▶ _EXERCISE INPUTS_:

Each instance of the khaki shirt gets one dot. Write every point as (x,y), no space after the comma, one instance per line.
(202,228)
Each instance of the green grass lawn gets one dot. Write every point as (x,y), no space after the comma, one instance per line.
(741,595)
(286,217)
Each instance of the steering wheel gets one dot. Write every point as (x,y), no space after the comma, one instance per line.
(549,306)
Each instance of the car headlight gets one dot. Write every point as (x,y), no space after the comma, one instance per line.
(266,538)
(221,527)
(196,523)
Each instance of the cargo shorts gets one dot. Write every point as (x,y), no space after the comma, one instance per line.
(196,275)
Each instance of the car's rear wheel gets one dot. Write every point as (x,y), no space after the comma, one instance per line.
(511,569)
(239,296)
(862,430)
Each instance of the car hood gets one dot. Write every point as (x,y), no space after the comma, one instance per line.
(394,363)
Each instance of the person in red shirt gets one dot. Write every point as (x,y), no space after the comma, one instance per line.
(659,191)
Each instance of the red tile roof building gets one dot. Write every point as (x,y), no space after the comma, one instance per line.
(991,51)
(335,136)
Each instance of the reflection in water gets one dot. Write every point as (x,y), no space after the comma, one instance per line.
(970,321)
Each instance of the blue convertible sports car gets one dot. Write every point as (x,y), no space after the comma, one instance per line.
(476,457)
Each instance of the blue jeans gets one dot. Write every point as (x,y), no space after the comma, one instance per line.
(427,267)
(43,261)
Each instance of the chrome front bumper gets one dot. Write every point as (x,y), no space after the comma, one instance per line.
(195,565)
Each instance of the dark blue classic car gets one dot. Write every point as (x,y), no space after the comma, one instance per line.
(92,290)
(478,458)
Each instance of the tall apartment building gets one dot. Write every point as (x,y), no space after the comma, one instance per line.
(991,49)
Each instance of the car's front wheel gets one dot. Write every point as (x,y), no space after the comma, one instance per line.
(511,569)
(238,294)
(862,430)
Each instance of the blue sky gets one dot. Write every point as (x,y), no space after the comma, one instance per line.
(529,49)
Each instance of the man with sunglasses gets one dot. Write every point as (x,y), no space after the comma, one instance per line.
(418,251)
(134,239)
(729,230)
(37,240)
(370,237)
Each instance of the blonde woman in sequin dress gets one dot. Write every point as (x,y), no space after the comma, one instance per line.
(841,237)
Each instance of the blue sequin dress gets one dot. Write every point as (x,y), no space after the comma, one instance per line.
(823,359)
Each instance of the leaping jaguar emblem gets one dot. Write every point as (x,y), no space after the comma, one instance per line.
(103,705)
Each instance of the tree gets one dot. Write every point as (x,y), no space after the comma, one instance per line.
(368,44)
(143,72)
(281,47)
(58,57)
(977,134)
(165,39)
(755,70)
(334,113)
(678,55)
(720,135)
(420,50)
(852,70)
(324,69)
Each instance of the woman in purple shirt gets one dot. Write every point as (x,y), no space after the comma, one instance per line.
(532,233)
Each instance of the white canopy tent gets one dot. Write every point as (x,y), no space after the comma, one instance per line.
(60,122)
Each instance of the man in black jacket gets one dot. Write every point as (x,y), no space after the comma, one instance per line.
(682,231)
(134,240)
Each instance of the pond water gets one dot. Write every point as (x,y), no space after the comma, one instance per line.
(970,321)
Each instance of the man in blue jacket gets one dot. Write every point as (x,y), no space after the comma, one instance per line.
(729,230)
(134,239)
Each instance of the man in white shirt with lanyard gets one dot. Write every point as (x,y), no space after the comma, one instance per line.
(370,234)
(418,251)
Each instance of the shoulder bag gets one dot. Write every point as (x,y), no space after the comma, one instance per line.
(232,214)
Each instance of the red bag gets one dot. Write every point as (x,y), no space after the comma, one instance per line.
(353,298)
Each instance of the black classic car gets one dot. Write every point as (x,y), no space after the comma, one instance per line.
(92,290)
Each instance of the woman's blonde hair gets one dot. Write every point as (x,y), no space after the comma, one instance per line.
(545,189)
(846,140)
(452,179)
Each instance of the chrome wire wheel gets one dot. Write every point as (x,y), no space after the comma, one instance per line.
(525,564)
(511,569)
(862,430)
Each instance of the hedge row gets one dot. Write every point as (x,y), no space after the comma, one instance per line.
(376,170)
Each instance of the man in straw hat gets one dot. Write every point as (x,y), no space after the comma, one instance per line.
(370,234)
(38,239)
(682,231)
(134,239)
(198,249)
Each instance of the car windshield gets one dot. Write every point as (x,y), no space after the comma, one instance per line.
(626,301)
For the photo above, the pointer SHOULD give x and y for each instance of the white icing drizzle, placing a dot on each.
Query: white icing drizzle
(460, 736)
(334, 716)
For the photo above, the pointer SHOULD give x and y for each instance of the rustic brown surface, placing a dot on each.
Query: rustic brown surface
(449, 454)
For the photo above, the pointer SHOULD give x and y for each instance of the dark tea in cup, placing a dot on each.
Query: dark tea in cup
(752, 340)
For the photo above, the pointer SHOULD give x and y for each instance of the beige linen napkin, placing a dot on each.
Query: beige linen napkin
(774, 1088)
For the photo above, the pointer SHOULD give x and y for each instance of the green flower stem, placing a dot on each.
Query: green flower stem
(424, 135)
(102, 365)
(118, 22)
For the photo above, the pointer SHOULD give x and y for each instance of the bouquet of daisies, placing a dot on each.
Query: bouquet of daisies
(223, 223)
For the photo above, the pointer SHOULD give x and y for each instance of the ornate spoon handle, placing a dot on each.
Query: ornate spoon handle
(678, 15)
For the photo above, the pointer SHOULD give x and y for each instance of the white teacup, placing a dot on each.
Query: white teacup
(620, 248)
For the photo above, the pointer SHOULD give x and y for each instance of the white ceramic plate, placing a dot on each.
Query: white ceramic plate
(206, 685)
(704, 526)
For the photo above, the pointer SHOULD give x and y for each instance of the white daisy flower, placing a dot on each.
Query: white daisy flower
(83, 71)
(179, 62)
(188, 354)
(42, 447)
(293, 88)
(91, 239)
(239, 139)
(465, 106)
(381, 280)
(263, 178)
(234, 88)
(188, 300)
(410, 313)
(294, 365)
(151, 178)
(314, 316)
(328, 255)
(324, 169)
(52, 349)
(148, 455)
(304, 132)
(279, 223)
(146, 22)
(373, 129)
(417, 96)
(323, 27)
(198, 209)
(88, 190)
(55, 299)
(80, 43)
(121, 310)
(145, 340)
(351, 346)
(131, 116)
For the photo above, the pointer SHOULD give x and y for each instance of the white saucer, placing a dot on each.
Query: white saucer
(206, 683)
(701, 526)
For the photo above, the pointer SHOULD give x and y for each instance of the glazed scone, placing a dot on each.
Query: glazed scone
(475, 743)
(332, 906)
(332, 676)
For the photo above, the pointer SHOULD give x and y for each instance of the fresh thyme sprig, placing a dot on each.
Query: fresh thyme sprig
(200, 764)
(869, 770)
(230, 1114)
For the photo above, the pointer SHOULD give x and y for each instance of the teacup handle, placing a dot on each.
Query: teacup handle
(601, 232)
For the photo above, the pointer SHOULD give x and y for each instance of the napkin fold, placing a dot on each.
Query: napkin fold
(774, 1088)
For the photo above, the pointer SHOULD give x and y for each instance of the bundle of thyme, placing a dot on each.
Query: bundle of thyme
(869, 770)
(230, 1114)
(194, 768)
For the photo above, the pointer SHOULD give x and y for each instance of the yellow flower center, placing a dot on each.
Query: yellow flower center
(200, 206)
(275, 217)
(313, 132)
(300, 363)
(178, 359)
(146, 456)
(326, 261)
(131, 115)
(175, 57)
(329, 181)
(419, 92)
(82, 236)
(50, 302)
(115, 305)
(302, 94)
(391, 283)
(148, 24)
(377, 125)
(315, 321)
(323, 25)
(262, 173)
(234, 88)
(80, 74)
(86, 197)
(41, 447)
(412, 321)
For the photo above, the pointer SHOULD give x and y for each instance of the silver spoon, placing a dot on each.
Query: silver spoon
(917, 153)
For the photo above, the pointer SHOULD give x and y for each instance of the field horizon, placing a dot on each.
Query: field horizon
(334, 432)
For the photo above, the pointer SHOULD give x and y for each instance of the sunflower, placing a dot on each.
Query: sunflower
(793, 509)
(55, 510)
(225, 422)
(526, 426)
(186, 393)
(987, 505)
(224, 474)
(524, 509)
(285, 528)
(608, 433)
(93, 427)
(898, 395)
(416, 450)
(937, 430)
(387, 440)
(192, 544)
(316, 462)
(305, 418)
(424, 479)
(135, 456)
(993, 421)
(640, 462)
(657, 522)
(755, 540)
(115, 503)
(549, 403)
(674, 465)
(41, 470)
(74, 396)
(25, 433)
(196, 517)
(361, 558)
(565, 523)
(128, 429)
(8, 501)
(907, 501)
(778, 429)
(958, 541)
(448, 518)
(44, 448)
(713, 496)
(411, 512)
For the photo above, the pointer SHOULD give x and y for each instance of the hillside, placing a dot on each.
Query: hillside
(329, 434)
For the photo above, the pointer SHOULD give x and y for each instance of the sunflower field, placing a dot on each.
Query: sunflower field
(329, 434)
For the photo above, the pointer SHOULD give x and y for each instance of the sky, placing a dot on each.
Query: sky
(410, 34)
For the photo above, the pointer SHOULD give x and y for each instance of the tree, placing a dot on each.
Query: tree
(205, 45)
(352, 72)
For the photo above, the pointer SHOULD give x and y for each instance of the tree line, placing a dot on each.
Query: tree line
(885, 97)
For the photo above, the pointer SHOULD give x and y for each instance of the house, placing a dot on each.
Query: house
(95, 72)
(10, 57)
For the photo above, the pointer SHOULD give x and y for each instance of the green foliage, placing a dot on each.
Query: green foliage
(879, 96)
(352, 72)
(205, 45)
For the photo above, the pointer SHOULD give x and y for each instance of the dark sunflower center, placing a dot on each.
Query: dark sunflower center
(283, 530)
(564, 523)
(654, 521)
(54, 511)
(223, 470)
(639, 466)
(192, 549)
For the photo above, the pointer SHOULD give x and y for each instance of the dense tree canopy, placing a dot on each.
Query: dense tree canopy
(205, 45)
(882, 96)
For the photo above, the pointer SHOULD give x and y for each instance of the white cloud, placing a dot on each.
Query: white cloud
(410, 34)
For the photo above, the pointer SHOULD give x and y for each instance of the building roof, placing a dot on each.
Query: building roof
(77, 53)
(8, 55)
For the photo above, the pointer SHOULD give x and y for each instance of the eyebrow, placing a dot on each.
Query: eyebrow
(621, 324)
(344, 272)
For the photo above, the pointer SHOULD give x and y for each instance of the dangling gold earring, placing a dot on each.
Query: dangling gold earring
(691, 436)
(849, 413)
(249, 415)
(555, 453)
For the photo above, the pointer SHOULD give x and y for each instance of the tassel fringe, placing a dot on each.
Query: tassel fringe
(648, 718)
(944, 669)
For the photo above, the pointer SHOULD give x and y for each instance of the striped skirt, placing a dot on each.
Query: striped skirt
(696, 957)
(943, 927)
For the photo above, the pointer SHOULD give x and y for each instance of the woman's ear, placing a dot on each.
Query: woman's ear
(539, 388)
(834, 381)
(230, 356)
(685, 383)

▶ _TASK_:
Give back, word for word, only the lines above from the line holding "teacup handle, placing a dot on each." to the line holding "sunflower, placing a dot on each.", both included.

▶ _REPLY TO THE EXERCISE_:
For the photo above, the pointer SHOULD give x and y for each instance of the teacup handle, placing a dot on each.
Query: teacup handle
(601, 232)
For the photo above, the pointer SHOULD give x and y for each instance of the napkin fold, placing a dot on each.
Query: napkin fold
(774, 1088)
For the photo above, the pointer SHOULD give x and y for each instance of the bundle of thyme, placing a dot on each.
Query: bundle of thyme
(869, 770)
(230, 1114)
(194, 768)
For the photo above, the pointer SHOULD give x and y for each instance of the yellow flower center, placing a dot on each.
Query: yellow flower center
(200, 206)
(275, 217)
(313, 132)
(300, 363)
(178, 359)
(146, 456)
(326, 261)
(131, 115)
(175, 57)
(329, 181)
(419, 92)
(82, 236)
(50, 302)
(115, 305)
(302, 94)
(391, 283)
(148, 24)
(377, 125)
(315, 321)
(323, 25)
(262, 173)
(234, 88)
(80, 74)
(86, 197)
(41, 447)
(412, 321)
For the photo above, the pointer SHOULD give x and y for each instance of the silver spoon, placing a dot on each.
Query: silver spoon
(917, 153)
For the photo above, the pointer SHOULD give x and y for each instance of the field horizon, placing a dot on each.
Query: field horizon
(334, 432)
For the photo above, the pointer SHOULD give x and y for each instance of the sunflower, placing a dot on each.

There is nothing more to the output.